§ Reading passage:
+++

Smart, active and intelligent labeling

Interest in materials that react to environmental conditions such as light, heat, gases, pH and moisture is gathering pace. Some of the ‘smart’ and ‘active’ labels (SALs) have already found their way to market and many will emerge in the years to come adding a new dimension to packaging.

Labels become active in response to a trigger event (i.e. filling, release of pressure or gasses, exposure to UV or moisture).

Labels store information and can communicate with a reader. More sophisticated systems can be write and read. Do not require line of sight.

Label function is able to switch on and/or off in response to external/internal conditions. Ability to sense and inform.

There are many ways of creating SAL labels using smart inks, smart coatings, smart materials and by integrating components into the label structure.

Typically SALs are designed to sense the environment, it and to convey information to the user. The definitions between the terms tend to be somewhat blurred, but a common theme is the ability of these technologies to add a functional dimension to the label, so that it no longer remains a simple conveyer of brand identity. The ability to actively adapt to external influences means that the label can play a practical role in extending the shelf-life of a product, in promoting it, tracking it or protecting it from counterfeiters.

+++

§ Required tasks:
[a] According to the text on smart, active and intelligent labeling, what are the ways of creating SAL labels?
[b] Continue the text on smart, active and intelligent labeling from the point where it stops.
The records have nothing to do with this work.

+++

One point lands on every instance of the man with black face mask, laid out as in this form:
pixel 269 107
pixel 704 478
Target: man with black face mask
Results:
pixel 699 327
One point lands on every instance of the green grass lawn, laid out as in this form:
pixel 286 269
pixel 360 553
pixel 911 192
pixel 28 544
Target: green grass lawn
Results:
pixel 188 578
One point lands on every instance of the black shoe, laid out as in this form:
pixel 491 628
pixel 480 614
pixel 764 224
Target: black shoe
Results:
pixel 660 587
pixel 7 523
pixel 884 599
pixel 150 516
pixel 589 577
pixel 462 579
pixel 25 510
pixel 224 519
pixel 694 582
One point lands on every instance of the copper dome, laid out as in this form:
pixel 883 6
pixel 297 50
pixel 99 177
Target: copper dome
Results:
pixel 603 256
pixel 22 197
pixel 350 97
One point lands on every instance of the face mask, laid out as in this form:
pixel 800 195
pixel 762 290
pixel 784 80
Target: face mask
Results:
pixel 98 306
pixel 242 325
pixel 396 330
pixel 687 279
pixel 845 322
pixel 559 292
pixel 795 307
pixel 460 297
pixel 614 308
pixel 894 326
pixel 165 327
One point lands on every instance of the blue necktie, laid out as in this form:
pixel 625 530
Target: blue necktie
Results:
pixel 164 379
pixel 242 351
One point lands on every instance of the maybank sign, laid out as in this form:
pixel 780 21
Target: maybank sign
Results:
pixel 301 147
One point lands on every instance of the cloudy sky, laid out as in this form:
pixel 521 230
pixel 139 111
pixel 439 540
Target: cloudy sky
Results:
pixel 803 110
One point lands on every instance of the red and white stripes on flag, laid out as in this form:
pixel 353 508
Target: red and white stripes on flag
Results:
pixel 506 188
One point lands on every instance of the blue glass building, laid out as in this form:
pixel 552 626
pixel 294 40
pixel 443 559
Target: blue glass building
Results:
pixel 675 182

+++

§ Per-task outputs:
[a] Using smart inks, smart coatings and smart materials, and by integrating components into the label structure.

[b]
MARKET DRIVERS

The growing interest in SAL packaging concepts in western markets is being encouraged by a number of drivers:

• Rising sales of convenience, fresh-food products that are placing increasing demands on the packaging industry for formats which act to preserve taste, appearance and nutritional qualities

• The demand for more product information by the consumer

• The need to improve product life tracking, communication and control within the packaging supply chain - particularly to indicate where product or packaging abuse has taken place

• Increasing pressure to reduce costs, and the desire to improve brand image and appeal

These demands, combined with recent advances in material science and biotechnology, are fuelling new applications in both food and non-food areas alike.

This article aims to provide a brief overview of some of these emerging technologies.

SMART COATINGS

The use of high-performance coatings can enable surfaces to be more responsive to their environment and add functionality. Smart coatings frequently rely on a visible color response to indicate a temperature change or respond to other stimuli, such as a pH change, oxidation, corrosion or electric current.

Applications for smart coatings include tamper evidence, time/temperature indicators, anti-counterfeiting solutions, anti-microbial properties, barrier performance and freshness indicators.

‘ACTIVE’ DEVELOPMENTS

Active packaging is designed to change the condition of the contents in order to extend shelf life or improve product safety.

The main focus of active packaging tends to be on maintaining or extending product shelf-life. The most commonly used ‘active’ technologies are desiccants, moisture absorbers and oxygen scavengers.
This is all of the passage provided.